== Given instruction ==
Reproduce the following records exactly from the line containing "of the dirt" onward, ending with the last line and including it.

== Exercise materials ==
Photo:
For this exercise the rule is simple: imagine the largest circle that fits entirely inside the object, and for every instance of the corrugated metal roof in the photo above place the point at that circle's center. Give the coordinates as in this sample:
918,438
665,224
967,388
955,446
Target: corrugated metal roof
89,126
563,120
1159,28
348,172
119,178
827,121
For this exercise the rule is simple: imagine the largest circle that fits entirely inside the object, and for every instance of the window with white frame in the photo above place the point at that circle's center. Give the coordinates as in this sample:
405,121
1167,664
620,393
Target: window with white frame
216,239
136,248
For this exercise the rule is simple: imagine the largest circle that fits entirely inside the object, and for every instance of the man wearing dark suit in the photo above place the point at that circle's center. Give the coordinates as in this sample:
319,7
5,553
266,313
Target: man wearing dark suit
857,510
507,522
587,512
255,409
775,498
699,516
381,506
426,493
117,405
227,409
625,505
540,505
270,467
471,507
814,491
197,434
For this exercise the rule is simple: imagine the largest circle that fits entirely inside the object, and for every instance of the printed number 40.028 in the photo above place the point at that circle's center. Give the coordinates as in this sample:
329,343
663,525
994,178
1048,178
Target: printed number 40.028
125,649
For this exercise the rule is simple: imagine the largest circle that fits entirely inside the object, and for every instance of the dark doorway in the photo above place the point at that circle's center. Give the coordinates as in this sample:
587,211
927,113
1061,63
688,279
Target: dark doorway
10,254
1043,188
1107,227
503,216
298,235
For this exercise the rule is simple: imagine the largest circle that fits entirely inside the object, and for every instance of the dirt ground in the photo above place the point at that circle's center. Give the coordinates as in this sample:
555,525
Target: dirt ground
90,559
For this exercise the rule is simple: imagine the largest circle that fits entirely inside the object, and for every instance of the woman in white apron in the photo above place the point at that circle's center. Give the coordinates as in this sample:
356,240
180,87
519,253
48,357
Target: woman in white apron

== Full solution ==
For this exercise the rule is simple: imagine the largest circle that fits entirely inside the object, and for every instance of the dirt ground in the photo above place the point at that circle's center. Give the coordinates as in this sample:
555,525
Target: dirt ground
90,559
For this exercise the rule is simple: imagine the largest circle that fits entirely inside the object, and for every instance of the woman in white apron in the photo above place the point at that circle's center. Give the coordinates as in this sample:
356,240
180,87
519,253
48,357
Target: woman in white apron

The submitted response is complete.